• What the task requires
List every line in the rows below that contains the string "garden", matching case exactly.

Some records

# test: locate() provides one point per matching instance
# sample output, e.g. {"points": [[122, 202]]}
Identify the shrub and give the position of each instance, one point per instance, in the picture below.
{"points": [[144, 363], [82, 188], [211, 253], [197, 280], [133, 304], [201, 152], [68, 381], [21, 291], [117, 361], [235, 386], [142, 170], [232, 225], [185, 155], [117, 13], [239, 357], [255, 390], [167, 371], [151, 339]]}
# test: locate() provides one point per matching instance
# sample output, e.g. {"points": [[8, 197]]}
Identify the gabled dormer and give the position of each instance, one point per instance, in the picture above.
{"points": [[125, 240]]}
---
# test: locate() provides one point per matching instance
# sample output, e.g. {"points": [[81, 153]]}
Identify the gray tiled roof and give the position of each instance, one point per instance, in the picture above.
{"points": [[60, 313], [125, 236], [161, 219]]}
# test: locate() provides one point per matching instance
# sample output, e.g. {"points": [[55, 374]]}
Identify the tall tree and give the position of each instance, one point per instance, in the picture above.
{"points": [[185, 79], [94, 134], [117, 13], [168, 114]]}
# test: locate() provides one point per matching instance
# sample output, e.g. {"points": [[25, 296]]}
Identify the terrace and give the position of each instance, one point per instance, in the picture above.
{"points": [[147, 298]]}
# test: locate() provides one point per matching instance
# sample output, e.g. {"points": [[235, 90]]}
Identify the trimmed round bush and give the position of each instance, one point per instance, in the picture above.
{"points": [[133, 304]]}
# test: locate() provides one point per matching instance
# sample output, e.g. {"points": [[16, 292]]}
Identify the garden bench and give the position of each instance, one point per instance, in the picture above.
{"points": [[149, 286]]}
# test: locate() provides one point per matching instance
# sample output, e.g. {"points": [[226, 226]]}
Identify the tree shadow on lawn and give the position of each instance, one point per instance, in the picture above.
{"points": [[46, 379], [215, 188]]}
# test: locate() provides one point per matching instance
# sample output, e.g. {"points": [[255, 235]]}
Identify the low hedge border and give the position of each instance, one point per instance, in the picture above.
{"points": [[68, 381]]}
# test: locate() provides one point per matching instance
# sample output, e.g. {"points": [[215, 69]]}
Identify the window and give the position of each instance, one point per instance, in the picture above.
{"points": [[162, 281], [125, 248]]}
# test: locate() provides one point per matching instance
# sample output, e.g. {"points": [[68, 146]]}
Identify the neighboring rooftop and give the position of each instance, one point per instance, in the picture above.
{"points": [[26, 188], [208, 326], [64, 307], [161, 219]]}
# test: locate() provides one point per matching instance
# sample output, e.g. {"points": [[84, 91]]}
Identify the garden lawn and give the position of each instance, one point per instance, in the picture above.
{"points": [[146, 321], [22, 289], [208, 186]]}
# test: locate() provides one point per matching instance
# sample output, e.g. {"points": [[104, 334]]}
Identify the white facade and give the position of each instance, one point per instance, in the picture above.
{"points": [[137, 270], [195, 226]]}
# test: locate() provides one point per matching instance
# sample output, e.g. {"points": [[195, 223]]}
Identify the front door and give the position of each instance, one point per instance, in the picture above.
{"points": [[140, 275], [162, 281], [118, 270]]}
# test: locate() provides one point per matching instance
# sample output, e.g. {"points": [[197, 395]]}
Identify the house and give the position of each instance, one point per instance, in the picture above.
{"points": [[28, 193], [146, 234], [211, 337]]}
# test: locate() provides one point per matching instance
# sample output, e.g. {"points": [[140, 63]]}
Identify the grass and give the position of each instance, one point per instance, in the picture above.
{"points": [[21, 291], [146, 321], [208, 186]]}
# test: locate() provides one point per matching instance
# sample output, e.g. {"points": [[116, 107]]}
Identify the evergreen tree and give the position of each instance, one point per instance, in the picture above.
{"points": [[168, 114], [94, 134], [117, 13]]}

• Reply to the task
Identify the garden bench and give the position of each instance, one point per instance, in the picture above.
Identify the garden lawn and give the position of each instance, one point per instance, in the picture above.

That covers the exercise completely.